## Extrait du document:

"""

# iPhone 12: AppleCare + vaut-il le coup?



## Fennec72 (3 Janvier 2021)

J’ai un iPhone 12 Pro Max et j’ai encore 56 jours pour opter pour AppleCare +.
Je me demande si ça vaux le coup.

Depuis mon premier iPhone, un iPhone 3G, je n’ai jamais cassé d’écran.

Alors, payer 229€ en plus du prix d’un 12 Pro Max est-ce raisonnable ?


----------



## Nathan008 (3 Janvier 2021)

Pour moi ce n'est pas raisonnable. Il ne faut pas oublier qu'en plus des 229 euros, Apple applique une franchise à chaque prise en charge. À noter aussi que cette assurance ne prend en compte ni la perte, ni le vol. 

Pour un smartphone que tu garderas je pense 2 ans environ (je peux me tromper), ça ne vaut pas le coup de rajouter cette somme. Prendre soin de ton iPhone, lui mettre une bonne coque de protection ainsi qu'un verre trempé sera d'autant plus efficace et bien moins couteux.


----------



## Membre supprimé 1129907 (3 Janvier 2021)

Si tu prends soin de ton iPhone et que tu utilises une coque de protection : cela ne vaut pas le coup


----------



## chafpa (3 Janvier 2021)

Mon pôvre iPhone 8 en a vu des vertes et des pas mûr mais avec une protection d'écran en verre trempé et une coque en silicone, il se porte comme un charme. 

PS : Ces 2 accessoires ne viennent pas de chez Apple mais d'Amazon à moins de 20 € les 2.


----------



## JChris64 (6 Janvier 2021)

comme mes camarades... je n'ai jamais eu de soucis car j'ai toujours mis une coque ainsi qu'un verre trempé...resultat: j'ai toujours eu mes écrans intacts (et j'ai toujours acheté d'occasion, sauf le 12 mini que j'ai acheté neuf chez Orange....mais pas question de prendre l'apple care...ma coque et mon verre trempé me suffisent


----------



## pocketalex (21 Janvier 2021)

Je n'ai jamais souscrit à aucune apple care jusqu'ici et ... j'en ai pris une avec mon tout nouveau iPhone 12 pro

La raison en est simple : je pense que les smartphones actuels sont plus fragiles que ceux des années 2007-2012

Mon iphone 3G et mon iPhone 4 ont subi des chutes ...je vous raconte pas. Jamais eu de casse. Des micros rayures, mais pas de casse.

"""

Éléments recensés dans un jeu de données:
"""

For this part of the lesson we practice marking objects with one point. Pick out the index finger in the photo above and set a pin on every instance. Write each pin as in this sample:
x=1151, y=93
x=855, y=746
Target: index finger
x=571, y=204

"""
"""

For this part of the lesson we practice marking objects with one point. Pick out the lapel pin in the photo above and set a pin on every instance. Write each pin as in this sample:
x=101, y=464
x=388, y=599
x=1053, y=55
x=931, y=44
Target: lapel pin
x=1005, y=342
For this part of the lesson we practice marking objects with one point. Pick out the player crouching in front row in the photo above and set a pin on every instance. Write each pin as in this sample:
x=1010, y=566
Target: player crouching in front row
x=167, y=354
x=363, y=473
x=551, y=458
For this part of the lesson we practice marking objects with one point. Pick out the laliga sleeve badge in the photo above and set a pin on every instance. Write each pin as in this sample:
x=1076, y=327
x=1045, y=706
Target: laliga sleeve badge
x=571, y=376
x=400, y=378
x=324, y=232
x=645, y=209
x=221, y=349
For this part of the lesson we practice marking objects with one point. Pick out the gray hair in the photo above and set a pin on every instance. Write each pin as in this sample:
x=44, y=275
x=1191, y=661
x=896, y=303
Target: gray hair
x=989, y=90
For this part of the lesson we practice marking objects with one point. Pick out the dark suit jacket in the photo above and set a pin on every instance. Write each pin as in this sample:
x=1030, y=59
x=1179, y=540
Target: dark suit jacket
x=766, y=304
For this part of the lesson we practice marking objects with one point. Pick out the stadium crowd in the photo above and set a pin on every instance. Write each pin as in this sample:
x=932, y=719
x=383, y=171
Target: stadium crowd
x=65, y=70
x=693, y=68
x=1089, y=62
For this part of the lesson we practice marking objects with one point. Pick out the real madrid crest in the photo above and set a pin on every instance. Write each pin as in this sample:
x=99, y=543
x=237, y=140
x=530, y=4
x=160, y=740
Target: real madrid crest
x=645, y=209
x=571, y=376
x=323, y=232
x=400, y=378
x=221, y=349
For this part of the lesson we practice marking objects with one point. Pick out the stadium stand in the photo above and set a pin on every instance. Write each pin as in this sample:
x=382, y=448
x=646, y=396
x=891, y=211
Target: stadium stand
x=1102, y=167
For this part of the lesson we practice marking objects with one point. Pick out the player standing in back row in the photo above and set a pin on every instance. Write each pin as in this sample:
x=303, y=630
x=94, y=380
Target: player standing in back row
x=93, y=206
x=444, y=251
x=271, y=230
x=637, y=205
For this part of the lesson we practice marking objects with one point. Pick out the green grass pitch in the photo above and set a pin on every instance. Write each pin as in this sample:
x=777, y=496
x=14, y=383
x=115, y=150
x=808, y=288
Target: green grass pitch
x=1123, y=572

"""

## Consignes de l'exercice:
1. Dans la discussion sur AppleCare+, combien coûte cette option, d'après le message de Fennec72, en plus du prix d'un 12 Pro Max ?
2. Poursuivez la discussion sur AppleCare+ à partir de la dernière phrase du message de pocketalex.
Les lignes fournies ne sont pas utiles pour cet exercice.

## Corrigé de l'exercice:
1. 229 €.

2.
Ensuite je suis passé à l'iPhone 6 et la pour le coup j'ai fait fort : il m'a échappé des mains lors d'une session de karting (et j'étais à fond de ballon) et ... sans aucune protection. 
La encore j'ai eu de la chance, seul le dos a été rayé, l'écran n'a rien eu !! Je lui ai ajouté une protection et rien ne se voyait

Bon

Ensuite je suis passé sur Android, j'ai eu deux modèles, les deux ont connu une chute malheureuse (le smartphone m'échappe des mains) mais pas hyper violente non plus : écran pété

Deux fois de suite sur deux appareils, ça m'a calmé, du coup avec l'iPhone 12 Pro j'ai pris un Apple Care.

Il y a une franchise mais elle est de 20 ou 30€, alors que le remplacement d'écran, lui, c'est plus de 300€

Je pense que c'est devenu indispensable, les smartphones actuels, Android ou iPhone, sont bien trop fragiles


----------



## pocketalex (21 Janvier 2021)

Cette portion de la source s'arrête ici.